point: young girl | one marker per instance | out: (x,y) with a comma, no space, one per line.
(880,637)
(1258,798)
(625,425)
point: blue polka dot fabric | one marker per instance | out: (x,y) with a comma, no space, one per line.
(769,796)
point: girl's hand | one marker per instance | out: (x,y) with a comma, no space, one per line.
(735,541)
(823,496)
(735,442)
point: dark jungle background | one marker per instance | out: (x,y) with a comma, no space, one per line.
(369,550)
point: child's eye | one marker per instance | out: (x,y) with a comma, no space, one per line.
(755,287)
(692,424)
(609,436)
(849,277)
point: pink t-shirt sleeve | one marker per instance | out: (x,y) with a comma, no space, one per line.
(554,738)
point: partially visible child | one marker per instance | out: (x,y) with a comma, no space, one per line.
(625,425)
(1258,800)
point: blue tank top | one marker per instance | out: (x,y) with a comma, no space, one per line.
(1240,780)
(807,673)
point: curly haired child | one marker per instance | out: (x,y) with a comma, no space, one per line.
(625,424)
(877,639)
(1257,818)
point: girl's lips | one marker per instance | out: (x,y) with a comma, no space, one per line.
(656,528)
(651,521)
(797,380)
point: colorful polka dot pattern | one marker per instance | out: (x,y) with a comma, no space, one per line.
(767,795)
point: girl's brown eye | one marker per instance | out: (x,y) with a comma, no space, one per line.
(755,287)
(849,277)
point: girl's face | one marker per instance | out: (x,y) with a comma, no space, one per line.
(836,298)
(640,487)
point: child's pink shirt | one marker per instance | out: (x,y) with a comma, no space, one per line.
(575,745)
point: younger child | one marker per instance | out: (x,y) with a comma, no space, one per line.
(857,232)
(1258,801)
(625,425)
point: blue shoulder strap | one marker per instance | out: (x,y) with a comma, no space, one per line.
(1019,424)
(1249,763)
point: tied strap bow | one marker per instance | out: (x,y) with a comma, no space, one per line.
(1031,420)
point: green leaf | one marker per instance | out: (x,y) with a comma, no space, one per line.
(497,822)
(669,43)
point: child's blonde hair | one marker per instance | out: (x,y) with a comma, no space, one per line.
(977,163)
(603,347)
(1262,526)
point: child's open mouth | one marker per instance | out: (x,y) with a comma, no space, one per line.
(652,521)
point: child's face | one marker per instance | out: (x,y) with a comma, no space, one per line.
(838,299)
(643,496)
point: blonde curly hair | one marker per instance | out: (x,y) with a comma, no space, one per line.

Task objective ::
Copy the whole listing once more, exactly.

Response to this task ::
point: young girl | one marker per instance | out: (x,y) with a comma, no space, one per line.
(880,637)
(1258,798)
(625,425)
point: blue polka dot fabric | one marker per instance | out: (x,y) with a comma, no space, one per line.
(769,796)
point: girl's hand | one marker per instance | out: (x,y) with a comma, no space, one per line.
(735,541)
(823,496)
(735,442)
point: dark jungle background | one marker per instance | out: (x,y) with a comma, no space, one per line.
(369,550)
point: child's eye | one marker per instance | out: (x,y) with a comma, no space, one per line.
(755,287)
(692,424)
(609,436)
(849,277)
point: pink t-shirt sleeve | one marker per instance | out: (x,y) with a comma, no space, one per line.
(554,738)
point: partially visible child | one marker per instance | out: (x,y) with a comma, no space, one per line.
(625,425)
(1258,800)
point: blue tank top | one marker per instance | out: (x,y) with a comma, no space, one per line.
(1240,780)
(807,673)
point: curly haired child | one marker per instance | out: (x,y) with a comma, no space, one per line.
(625,424)
(877,639)
(1257,818)
point: girl's lips | one marker per instance | out: (x,y) with a comma, no space, one per line.
(656,528)
(651,521)
(797,380)
point: colorful polka dot pattern | one marker per instance | out: (x,y) with a comma, no space, one per line.
(767,795)
point: girl's brown eye | one marker per instance | out: (x,y) with a comma, no space, one per line.
(755,287)
(849,277)
point: girl's face | one marker per instance | out: (x,y) with a comma, no space, one per line.
(836,298)
(640,487)
point: child's pink shirt | one marker per instance | out: (x,y) with a comma, no space, one per line.
(575,745)
point: younger child | one marker per instance | out: (x,y) with a comma, no space, one per line.
(857,232)
(1258,801)
(625,425)
point: blue shoulder strap | one marker per instance | out: (x,y) with a comma, no space, one per line.
(1019,424)
(1249,763)
point: tied strap bow | one marker per instance | out: (x,y) with a comma, no space, one per line.
(1031,420)
point: green leaf | one marker per instance | out: (x,y) with a comma, no space, one per line.
(497,822)
(669,43)
point: child's blonde hair | one marker per instance | out: (x,y) with a comma, no space, one per line.
(977,163)
(603,347)
(1262,526)
point: child's open mouth | one marker per instance | out: (x,y) with a comma, no space, one per line.
(652,521)
point: child's face | one marker per instance | out: (x,y) with a comma, no space, one per line.
(838,299)
(643,496)
point: blonde curly hair | one marker per instance | out: (x,y) with a comma, no space, one per line.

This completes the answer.